__TESTO DI RIFERIMENTO__:
«Il metodo Stamina? Una cialtroneria»

Un giudice di Torino ha negato le cure a un bimbo di tre anni, malato. Vannoni, presidente di Stamina Fundation, a processo il 3 aprile.

(red.) La terapia con cellule staminali di Davide Vannoni? E’ «una cialtroneria» per un giudice del lavoro di Torino che  ha respinto la richiesta dei genitori di un bambino di tre anni colpito da una grave malattia di sottoporlo ai trattamenti presso l’ospedale Civile di Brescia. L’ordinanza è del 10 marzo scorso, ed è stata depositata nei giorni scorsi.

__DATI FORNITI__:

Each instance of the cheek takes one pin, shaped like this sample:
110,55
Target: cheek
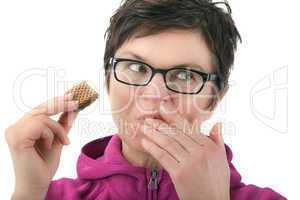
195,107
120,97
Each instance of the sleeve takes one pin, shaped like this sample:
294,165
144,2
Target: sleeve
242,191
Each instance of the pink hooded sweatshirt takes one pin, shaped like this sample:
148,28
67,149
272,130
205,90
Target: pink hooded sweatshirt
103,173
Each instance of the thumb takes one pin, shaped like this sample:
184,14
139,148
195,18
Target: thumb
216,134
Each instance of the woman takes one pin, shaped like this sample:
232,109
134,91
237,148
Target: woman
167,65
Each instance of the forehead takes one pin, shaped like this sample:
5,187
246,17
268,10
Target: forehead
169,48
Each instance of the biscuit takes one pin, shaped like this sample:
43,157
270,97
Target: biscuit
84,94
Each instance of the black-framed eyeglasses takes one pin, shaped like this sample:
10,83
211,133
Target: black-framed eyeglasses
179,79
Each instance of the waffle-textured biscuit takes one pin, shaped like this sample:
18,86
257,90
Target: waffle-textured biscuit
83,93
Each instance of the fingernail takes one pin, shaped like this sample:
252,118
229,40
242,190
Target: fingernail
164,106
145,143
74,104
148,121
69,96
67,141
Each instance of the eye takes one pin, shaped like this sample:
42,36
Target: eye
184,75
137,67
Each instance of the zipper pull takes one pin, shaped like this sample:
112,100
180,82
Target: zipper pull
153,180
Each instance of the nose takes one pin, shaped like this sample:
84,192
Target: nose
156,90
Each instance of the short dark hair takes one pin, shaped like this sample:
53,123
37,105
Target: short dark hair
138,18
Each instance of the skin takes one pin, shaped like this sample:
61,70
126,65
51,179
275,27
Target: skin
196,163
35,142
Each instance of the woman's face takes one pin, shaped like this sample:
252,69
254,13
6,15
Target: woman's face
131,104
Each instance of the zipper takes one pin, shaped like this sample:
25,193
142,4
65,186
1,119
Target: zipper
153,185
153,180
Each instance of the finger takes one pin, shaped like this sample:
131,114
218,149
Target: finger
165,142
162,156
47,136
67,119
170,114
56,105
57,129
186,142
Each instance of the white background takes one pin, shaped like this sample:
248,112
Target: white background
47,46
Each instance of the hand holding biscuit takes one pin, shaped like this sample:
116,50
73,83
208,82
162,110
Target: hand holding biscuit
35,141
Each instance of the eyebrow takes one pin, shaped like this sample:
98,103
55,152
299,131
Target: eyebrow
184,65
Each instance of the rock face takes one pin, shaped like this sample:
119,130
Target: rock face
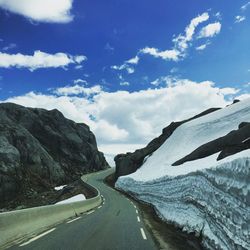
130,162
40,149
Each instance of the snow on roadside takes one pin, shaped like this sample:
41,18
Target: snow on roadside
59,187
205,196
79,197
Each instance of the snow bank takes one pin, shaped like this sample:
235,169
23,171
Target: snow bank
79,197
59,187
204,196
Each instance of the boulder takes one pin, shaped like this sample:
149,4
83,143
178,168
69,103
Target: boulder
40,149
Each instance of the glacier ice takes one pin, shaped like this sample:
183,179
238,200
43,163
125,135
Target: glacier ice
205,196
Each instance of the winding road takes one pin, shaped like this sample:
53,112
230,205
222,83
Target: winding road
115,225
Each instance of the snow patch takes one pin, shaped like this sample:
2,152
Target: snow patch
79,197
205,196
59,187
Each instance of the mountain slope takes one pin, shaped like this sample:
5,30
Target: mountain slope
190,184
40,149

* * *

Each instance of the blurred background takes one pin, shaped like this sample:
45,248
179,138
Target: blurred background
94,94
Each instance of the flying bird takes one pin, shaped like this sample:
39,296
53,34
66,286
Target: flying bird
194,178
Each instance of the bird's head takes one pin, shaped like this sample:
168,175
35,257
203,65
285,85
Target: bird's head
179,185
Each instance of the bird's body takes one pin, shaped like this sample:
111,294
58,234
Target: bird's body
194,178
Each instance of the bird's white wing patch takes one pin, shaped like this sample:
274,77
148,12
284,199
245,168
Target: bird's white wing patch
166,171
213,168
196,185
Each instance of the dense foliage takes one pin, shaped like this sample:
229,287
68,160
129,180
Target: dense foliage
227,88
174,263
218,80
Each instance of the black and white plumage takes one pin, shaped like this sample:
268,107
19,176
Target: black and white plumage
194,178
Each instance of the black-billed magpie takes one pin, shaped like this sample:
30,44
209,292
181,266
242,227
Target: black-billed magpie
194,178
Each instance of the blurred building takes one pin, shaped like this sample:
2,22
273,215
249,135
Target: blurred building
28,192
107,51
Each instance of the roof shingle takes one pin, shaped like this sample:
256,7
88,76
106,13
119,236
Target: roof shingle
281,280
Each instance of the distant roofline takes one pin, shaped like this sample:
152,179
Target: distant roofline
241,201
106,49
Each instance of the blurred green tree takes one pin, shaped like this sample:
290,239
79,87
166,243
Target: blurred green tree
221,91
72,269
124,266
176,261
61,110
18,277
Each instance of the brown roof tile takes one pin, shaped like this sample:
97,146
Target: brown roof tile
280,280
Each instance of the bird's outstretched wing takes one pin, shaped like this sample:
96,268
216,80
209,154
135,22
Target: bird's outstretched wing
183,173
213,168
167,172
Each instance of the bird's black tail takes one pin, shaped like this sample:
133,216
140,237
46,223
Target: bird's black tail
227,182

__CONSEGNA__:
Secondo il testo di riferimento, in quale ospedale i genitori volevano far sottoporre il bambino ai trattamenti?

__RISPOSTA__:
All'ospedale Civile di Brescia.